The Saudi cabinet gave its nod to the country’s mortgage law on Monday for the infrastructure industry on which it is spending around $500 billion to build and develop.

The mortgage law stipulates the regulations to establish mortgage companies and their activities. The law also aims to establish necessary guarantees for trade or investment in the real estate sector and establish strict rules for protecting the creditor, debtor and the guarantor in the process.

Drafted by Dr. Ibrahim Al-Assaf, the Finance Minister, the new law includes a detailed statement about the nature of the mortgaged assets and the procedures followed in mortgage contracts. It also stresses the importance of flexibility related to real estate and movable assets. Saudi Arabian Monetary Agency will regulate the mortgage sector.

The Kingdom intends to regulate other parts of the industry– from registering mortgages to allowing judges in prosecuting police officers who fail to carry out eviction orders. The law will now encourage banks to lend as it mitigates lengthy court disputes in case of default.
□ □ □ □ □
WORK TO DO>
(a) Answer these questions about the article on the Saudi mortgage law, one per line:
(i) On which day did the Saudi cabinet approve the law?
(ii) Who drafted the law?
(iii) Which body will regulate the mortgage sector?
(b) Revise the part of the article on the Saudi mortgage law between "Drafted by Dr." and "case of default.", inclusive, so that "mortgage contracts" reads "mortgage agreements".
(c) Continue the article on the Saudi mortgage law from the point at which it stops.
□ □ □ □ □
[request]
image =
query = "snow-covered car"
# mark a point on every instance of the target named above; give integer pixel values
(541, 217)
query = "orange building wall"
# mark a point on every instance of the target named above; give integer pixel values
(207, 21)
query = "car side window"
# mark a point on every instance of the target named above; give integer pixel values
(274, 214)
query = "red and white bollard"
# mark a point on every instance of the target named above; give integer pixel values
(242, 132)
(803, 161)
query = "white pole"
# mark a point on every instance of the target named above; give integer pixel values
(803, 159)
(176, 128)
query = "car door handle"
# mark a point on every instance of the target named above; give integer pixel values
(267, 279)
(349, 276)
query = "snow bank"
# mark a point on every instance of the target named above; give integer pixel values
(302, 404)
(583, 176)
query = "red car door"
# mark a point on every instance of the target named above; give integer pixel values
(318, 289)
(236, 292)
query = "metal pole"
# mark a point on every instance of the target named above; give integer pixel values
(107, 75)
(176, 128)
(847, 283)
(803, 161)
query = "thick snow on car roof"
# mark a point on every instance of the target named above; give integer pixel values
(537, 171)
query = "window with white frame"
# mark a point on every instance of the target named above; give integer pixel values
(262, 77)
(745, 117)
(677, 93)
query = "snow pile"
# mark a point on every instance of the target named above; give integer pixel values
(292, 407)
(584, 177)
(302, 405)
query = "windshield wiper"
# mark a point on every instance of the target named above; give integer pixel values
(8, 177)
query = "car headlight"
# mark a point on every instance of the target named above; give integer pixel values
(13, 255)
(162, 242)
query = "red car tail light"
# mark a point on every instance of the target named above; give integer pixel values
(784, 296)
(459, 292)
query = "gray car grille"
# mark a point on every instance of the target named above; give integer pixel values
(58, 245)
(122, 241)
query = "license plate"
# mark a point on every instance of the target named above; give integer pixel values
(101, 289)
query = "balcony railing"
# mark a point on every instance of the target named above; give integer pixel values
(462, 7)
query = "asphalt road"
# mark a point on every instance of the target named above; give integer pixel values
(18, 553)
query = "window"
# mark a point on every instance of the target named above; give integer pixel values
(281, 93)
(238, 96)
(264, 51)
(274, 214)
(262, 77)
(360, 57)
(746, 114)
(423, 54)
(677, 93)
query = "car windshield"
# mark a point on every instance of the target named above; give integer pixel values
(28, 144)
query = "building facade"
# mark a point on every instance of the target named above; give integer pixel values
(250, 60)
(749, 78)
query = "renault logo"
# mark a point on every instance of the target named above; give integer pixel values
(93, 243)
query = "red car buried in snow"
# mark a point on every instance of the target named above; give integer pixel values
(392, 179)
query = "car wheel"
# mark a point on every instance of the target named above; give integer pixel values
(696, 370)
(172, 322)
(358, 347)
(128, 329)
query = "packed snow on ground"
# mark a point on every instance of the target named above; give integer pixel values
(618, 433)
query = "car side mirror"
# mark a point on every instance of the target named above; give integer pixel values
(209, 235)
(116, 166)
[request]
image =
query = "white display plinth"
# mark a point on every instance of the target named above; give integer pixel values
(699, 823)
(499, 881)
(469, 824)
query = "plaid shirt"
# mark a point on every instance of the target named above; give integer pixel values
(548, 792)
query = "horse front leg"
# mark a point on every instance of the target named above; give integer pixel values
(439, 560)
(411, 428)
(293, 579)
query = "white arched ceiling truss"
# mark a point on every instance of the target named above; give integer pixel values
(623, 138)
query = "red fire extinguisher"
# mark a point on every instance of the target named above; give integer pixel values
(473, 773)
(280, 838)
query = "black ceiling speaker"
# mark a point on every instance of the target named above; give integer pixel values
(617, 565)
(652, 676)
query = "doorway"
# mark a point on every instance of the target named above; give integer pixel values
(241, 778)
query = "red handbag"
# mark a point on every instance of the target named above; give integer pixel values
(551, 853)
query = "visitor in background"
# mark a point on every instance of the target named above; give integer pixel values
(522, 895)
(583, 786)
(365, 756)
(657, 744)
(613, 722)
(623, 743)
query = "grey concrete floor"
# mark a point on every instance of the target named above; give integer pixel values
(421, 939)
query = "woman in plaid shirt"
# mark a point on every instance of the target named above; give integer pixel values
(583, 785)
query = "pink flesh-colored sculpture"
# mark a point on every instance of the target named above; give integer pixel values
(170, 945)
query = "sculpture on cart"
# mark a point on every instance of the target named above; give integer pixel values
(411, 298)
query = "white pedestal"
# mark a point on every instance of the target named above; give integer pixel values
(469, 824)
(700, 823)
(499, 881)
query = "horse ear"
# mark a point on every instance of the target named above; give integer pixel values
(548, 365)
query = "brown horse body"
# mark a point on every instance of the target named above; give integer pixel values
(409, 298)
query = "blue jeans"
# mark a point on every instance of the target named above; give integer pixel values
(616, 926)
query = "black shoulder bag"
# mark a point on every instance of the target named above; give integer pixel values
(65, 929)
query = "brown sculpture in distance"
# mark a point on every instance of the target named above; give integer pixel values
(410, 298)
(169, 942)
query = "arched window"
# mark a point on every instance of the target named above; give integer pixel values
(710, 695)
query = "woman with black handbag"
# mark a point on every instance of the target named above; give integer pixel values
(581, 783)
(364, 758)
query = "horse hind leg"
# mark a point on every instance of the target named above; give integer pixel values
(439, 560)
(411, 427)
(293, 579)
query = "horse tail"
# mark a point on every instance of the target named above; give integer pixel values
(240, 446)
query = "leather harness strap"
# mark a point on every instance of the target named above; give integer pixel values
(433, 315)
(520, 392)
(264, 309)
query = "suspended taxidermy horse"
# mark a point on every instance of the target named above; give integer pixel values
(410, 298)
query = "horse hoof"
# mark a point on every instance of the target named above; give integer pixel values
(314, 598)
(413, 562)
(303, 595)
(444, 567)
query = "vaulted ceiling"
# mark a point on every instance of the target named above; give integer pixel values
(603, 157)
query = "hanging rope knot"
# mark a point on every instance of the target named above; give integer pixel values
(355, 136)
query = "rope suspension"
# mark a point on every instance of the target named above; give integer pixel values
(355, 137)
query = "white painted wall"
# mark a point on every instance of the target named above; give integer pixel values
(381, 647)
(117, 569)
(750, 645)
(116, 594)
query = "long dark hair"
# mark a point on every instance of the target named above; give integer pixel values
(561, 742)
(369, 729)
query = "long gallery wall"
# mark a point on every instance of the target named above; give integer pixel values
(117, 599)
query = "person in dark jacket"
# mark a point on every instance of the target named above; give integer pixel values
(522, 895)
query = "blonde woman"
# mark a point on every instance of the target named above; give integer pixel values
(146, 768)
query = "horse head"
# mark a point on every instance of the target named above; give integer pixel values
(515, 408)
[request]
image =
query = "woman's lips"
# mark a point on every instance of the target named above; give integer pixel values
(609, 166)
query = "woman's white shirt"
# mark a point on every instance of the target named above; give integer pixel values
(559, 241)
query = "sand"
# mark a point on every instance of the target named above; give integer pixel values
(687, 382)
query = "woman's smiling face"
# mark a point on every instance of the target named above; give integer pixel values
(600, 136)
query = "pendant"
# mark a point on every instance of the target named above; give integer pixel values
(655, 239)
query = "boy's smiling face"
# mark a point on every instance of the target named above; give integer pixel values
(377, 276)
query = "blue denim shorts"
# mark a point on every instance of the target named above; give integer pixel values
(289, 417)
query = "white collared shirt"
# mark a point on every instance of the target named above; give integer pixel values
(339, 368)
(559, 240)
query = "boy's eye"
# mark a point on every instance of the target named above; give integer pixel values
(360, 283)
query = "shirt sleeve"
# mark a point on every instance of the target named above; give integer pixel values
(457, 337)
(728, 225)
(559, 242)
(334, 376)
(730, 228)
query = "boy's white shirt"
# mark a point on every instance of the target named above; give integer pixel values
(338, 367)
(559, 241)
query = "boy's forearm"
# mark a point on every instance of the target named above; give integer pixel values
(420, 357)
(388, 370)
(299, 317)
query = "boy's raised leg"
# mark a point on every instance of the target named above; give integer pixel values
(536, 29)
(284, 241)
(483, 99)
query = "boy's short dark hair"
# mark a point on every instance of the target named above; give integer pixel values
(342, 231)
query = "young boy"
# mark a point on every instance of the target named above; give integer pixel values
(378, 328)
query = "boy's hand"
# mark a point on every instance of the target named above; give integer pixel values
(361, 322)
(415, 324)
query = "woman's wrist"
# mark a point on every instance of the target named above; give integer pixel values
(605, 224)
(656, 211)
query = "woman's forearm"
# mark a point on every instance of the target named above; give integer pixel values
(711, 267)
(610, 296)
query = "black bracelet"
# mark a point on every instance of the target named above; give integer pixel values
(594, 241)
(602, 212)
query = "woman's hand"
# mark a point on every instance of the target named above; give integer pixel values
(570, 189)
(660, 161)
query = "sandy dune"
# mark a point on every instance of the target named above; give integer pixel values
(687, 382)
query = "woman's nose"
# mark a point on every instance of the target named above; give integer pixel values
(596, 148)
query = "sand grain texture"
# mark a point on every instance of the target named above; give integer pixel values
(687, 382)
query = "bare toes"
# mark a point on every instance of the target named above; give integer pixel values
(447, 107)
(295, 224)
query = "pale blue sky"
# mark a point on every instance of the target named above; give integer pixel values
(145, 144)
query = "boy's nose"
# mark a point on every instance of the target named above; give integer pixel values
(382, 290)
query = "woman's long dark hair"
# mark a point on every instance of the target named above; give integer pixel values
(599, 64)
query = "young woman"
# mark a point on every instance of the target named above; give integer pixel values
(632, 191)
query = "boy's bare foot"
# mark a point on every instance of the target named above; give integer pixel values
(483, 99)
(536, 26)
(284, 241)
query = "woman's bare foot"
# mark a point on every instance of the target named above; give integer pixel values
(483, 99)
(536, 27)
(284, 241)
□ □ □ □ □
RESPONSES TO THE TASKS>
(a)
(i) Monday
(ii) Dr. Ibrahim Al-Assaf, the Finance Minister
(iii) Saudi Arabian Monetary Agency

(b)
Drafted by Dr. Ibrahim Al-Assaf, the Finance Minister, the new law includes a detailed statement about the nature of the mortgaged assets and the procedures followed in mortgage agreements. It also stresses the importance of flexibility related to real estate and movable assets. Saudi Arabian Monetary Agency will regulate the mortgage sector.

The Kingdom intends to regulate other parts of the industry– from registering mortgages to allowing judges in prosecuting police officers who fail to carry out eviction orders. The law will now encourage banks to lend as it mitigates lengthy court disputes in case of default.

(c)
Housing has long been an issue in a fast-growing country. Home loans system is prevalent in Saudi Arabia where payments are deducted from salaries of the borrower. The new law now allows creation of products secured against the property.

The law is also expected to benefit banks by creating a new revenue stream. Annual demand for houses is pegged at 150,000 and 200,000 units per year, according to real estate service company Jones Lang LaSalle.

The law comes in the wake of a major expansion of the Prophet’s Mosque in Madinah. The project is carried out in three phases and when completed it would accommodate 1.6 million more worshippers.